### Tâches à réaliser
a: Relevez toutes les expressions placées entre guillemets dans l'extrait sur la crise tunisienne.
b: Poursuivez la rédaction de l'extrait sur la crise tunisienne à partir de sa dernière phrase.

### Extrait du document
* * *

Un groupuscule controversé s’autoproclamant « La ligue de protection de la révolution » sévit en toute impunité. Pis, il a le soutien du parti au pouvoir. N’est-ce pas Rached Ghannouchi qui le qualifiait de « conscience de la révolution » au lendemain de l’attaque du local de la centrale syndicale, dont il a été le principal accusé ?

La crise tunisienne ne date pas de cette semaine. Les tensions sont vives depuis plusieurs mois, et le gouvernement, incapable de répondre aux attentes de la population, brandit la carte de la « légitimité des urnes » à chaque contestation. Entre tâtonnement et arrogance, il s’isole au fil des mois. La colère elle, grandit. Le gouvernement manque gravement de compétences et peine à redresser la barre.

* * *

### Données fournies
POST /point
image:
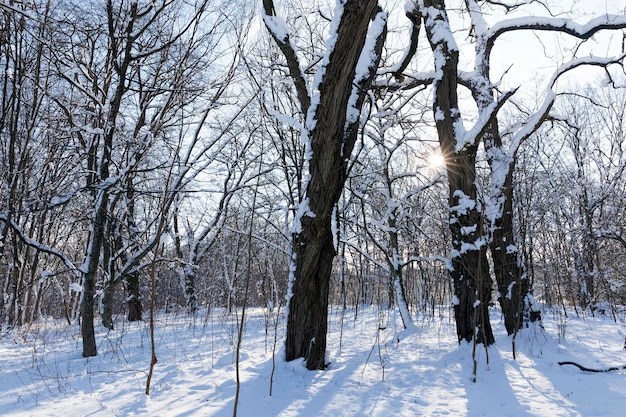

* * *

### Réponses aux tâches
a: Les expressions entre guillemets sont « La ligue de protection de la révolution », « conscience de la révolution » et « légitimité des urnes ».

b:
Il a échoué à rétablir l’économie, à racheter la paix sociale, à maintenir la sécurité, à entamer la justice transitionnelle, à réformer les institutions et à entretenir un climat politique sain. En difficulté, le chef du gouvernement, Hamadi Jebali, promet un remaniement ministériel et mets des mois à négocier pour se retrouver au final, dans une impasse.

Le CPR et Ettakatol étaient sensés partager un projet et une vision d’avenir avec Ennahdha, ils n’ont fait que se partager les portefeuilles.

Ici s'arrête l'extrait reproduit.